- Task to complete:
Your task is to return the line containing "Thank you for the photo above. Could you indicate the distant" plus every line after it, exactly and with nothing added.
---+---
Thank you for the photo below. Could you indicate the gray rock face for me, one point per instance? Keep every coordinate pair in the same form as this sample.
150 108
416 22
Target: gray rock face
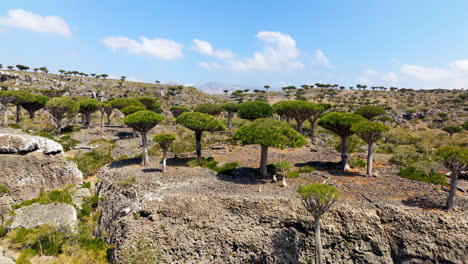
25 175
14 141
57 214
79 195
6 260
194 216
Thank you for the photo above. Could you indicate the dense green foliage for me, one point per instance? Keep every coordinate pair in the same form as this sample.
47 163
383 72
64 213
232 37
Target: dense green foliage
54 196
163 138
34 103
178 110
90 162
254 109
270 133
452 129
143 121
370 111
211 109
200 122
340 123
453 156
88 106
323 192
121 103
369 131
131 109
230 107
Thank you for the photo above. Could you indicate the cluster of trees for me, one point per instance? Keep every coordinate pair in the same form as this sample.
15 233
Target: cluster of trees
144 113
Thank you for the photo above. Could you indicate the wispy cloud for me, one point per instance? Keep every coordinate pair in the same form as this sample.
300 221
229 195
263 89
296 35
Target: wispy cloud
280 54
20 18
164 49
321 59
209 65
204 47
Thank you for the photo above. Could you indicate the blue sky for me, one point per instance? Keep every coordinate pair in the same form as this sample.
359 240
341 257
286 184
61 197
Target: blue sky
414 44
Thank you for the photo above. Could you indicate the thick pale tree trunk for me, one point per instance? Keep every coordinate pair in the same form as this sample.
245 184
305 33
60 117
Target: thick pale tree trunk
58 124
102 124
145 148
18 113
453 189
300 125
370 154
263 161
229 120
344 154
164 161
31 114
5 115
198 136
108 119
318 241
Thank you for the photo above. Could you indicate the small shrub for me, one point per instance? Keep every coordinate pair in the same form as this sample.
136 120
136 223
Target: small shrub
227 168
86 185
293 174
130 181
415 174
89 163
3 189
357 163
306 169
68 142
54 196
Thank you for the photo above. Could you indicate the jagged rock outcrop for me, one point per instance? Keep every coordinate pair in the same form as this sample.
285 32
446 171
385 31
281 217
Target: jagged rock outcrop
192 215
60 215
13 141
27 168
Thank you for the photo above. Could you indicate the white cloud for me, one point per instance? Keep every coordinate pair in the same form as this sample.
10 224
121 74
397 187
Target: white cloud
321 59
204 47
279 54
370 72
20 18
460 65
364 80
369 76
209 65
164 49
426 73
390 77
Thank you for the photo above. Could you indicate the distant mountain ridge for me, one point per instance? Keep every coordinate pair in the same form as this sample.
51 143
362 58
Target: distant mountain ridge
218 88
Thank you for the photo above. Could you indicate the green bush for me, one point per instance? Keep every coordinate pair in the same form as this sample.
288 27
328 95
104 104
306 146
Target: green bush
357 163
3 189
130 181
54 196
293 174
227 168
306 169
90 162
68 142
419 175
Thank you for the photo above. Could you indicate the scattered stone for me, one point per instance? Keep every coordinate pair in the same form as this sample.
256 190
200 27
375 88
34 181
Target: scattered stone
57 214
14 141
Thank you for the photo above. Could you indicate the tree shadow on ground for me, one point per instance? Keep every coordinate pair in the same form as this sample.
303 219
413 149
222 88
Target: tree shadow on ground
243 175
124 135
423 202
178 161
125 162
320 165
149 170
---+---
- Output of the task:
Thank you for the photo above. Could you indicate the distant mountain ridge for me, one point per instance? Keep every coordinate pair in the same form as this sample.
51 143
362 58
Target: distant mountain ridge
218 88
Thank you for the photo above. Could you indicate the green bush for me, one point per instance? Keep every coordinate pair in the same form as this sample.
288 27
328 95
104 104
306 146
Target: green bush
357 163
3 189
130 181
54 196
293 174
227 168
306 169
90 162
68 142
419 175
Thank you for the photo above. Could you indicate the scattered stone for me, one point per instance? Keep every coordinate pair in the same form as this sample.
256 190
200 27
375 88
34 181
Target: scattered stone
57 214
14 141
Thank you for the photo above. Could you indicate the tree shadow on ground for me, one point per instance? Keep every coordinate pair in the same form as this sample.
303 219
413 149
222 88
Target: tree shadow on ground
243 175
124 135
423 202
178 161
125 162
320 165
149 170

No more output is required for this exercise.